What the task requires: Please count the lines in the records below that contain the word "shirt", and reply with that number alone.

Material for the task:
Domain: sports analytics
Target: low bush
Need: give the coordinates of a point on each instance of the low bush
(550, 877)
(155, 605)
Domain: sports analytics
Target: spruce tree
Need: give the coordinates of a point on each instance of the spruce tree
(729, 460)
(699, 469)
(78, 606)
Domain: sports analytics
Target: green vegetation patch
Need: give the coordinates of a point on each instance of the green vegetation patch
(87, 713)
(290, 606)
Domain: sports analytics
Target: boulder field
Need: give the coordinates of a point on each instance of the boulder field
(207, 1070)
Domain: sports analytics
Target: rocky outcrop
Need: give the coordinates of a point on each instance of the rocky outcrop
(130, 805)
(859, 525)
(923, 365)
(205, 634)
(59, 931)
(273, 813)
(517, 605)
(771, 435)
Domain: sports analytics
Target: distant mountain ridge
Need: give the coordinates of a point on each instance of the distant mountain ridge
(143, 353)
--
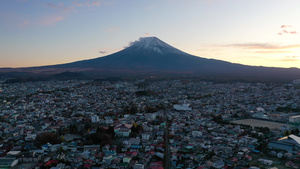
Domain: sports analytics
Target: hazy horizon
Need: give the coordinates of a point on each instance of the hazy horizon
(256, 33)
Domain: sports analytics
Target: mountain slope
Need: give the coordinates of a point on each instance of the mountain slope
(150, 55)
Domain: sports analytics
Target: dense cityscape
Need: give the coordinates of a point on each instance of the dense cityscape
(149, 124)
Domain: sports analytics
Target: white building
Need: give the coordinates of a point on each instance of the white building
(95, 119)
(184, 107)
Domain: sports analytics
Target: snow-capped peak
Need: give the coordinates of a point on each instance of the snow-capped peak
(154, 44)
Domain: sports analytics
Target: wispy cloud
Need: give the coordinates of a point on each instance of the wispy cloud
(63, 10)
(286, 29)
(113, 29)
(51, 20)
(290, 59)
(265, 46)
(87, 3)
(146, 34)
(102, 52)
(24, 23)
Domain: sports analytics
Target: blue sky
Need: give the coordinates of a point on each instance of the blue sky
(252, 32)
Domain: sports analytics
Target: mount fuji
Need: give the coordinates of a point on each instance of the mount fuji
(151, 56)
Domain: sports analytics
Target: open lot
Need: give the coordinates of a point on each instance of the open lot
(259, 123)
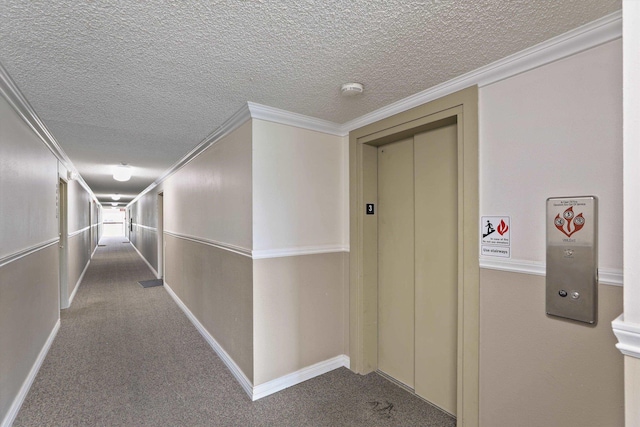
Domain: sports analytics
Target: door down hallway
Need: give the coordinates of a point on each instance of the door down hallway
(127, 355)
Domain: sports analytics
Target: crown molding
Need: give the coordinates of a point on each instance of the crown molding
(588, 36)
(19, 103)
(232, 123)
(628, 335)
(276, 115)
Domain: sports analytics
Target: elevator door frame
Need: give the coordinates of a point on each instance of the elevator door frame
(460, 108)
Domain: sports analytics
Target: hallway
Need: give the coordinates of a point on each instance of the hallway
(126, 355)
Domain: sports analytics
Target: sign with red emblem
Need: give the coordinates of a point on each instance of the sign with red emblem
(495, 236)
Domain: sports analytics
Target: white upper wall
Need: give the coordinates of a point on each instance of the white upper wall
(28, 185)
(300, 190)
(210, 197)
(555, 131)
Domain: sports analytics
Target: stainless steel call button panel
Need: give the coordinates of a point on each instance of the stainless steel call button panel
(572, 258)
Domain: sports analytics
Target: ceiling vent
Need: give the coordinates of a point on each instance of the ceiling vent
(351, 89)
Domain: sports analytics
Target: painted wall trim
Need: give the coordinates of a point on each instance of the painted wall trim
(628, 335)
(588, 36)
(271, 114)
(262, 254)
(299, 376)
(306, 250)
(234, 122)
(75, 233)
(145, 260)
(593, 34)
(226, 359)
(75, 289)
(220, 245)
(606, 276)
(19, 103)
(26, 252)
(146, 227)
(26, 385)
---
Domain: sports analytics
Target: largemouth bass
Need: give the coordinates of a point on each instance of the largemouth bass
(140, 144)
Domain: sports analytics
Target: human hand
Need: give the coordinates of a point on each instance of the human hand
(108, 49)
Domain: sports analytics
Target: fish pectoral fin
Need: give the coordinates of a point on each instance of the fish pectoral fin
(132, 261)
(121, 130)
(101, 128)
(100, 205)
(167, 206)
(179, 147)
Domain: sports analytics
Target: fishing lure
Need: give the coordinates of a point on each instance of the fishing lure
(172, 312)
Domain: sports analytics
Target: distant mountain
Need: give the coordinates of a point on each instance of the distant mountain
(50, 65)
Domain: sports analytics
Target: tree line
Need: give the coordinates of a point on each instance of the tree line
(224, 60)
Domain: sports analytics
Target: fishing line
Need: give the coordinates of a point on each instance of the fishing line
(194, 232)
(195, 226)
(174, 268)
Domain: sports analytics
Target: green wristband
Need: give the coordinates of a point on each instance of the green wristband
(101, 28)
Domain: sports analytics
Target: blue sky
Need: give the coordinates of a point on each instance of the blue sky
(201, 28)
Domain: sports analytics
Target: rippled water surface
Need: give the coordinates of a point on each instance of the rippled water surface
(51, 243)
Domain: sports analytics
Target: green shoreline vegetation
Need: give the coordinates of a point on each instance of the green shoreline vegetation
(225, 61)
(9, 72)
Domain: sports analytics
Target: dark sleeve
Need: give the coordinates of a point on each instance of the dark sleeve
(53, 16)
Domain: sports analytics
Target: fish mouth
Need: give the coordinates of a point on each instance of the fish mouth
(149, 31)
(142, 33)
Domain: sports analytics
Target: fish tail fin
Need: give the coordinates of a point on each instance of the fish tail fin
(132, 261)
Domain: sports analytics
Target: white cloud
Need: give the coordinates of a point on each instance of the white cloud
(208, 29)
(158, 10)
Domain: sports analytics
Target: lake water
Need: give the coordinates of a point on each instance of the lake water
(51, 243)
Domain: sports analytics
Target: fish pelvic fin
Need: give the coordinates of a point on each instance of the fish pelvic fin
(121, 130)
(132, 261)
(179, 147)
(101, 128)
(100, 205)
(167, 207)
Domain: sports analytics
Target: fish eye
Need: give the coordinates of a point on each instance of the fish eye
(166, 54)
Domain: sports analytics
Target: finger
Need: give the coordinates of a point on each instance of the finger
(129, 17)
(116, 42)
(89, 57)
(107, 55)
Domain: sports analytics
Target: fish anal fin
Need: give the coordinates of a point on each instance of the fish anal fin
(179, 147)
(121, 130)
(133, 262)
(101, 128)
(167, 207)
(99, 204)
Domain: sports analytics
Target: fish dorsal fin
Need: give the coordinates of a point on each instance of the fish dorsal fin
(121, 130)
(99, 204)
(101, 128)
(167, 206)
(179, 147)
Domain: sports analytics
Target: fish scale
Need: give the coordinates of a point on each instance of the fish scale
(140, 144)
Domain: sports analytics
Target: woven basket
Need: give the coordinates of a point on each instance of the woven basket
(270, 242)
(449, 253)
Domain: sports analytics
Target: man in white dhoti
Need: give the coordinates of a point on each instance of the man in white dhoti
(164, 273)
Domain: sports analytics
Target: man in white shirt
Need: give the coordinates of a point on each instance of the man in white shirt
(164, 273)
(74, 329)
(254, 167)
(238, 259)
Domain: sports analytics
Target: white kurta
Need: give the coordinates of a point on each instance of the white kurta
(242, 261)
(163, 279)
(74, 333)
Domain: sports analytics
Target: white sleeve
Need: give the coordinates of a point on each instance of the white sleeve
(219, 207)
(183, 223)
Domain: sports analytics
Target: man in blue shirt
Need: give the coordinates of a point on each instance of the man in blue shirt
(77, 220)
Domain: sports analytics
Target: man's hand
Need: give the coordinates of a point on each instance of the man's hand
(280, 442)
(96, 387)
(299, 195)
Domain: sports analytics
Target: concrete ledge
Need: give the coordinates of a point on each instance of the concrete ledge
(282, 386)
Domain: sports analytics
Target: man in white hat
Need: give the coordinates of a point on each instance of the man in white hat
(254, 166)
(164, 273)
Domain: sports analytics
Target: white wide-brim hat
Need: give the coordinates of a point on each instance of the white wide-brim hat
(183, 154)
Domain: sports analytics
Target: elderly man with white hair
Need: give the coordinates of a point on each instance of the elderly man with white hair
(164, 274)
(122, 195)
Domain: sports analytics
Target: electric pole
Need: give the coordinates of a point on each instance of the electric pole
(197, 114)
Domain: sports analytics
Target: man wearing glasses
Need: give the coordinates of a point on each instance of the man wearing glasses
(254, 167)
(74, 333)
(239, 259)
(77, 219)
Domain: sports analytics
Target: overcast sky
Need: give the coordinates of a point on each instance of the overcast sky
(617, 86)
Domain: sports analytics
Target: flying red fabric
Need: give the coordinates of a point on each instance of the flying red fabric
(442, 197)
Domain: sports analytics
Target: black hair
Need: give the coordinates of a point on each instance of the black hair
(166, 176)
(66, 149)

Full solution: 4